>> Start Passage

Our max renewal interval is 60 days so there is no way you would approach expiry under normal conditions unless renewal was already failing (which your log file will tell you), before that time you will as @jljtgr says get notifications from both Let’s Encrypt and via the Certify API (enabled by default). 30 days auto renewal means we once your certificate is 30 days old we will start attempting the renewal again.

Here is a little update.

It’s is actually working fine.

It would appear to be the crap regulated (Vodafone) WiFi that is installed at the supermarket where I work.

Virtually every https site you visit using this WiFi tells us the SSL certs are all bad and expired and blocks many many domains as well, for example you can pick up Gmail but any other Google service is blocked (like Google Docs and Sheets etc).

So it’s not CTW.
Thanks

Weird! Some access points act as proxies and some even replace the certificate with their own, so it may just be a software issue there.

When I was at work today, I tried getting to my site and got the message again, so I took some screenshots off my iphone and attached to show.

Essentially what is happening is a “sanctioned” man-in-the-middle attack on your HTTPS connection. Your WiFi or whatever is using this Zscaler company to intercept, decrypt, inspect and re-encrypt your HTTPS traffic.

Of course Zscaler cannot impersonate your original certificate and your phone does not trust Zscaler, so you get warned. Any unsuccessful man-in-the-middle attack would look like this.

>> End Passage
>> Start Available data

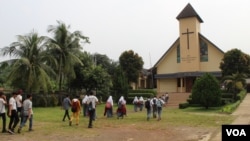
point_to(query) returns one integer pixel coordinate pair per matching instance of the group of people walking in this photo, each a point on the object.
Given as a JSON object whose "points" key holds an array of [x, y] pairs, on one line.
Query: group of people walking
{"points": [[18, 111], [88, 108], [89, 103], [152, 105]]}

>> End Available data

• _Set task_
Revise the stretch of the certificate-warning thread from "Weird! Some access" through "your HTTPS traffic.", replacing "screenshots" with "pictures". The material has no connection to the thread about certificate warnings.

• _Answer_
Weird! Some access points act as proxies and some even replace the certificate with their own, so it may just be a software issue there.

When I was at work today, I tried getting to my site and got the message again, so I took some pictures off my iphone and attached to show.

Essentially what is happening is a “sanctioned” man-in-the-middle attack on your HTTPS connection. Your WiFi or whatever is using this Zscaler company to intercept, decrypt, inspect and re-encrypt your HTTPS traffic.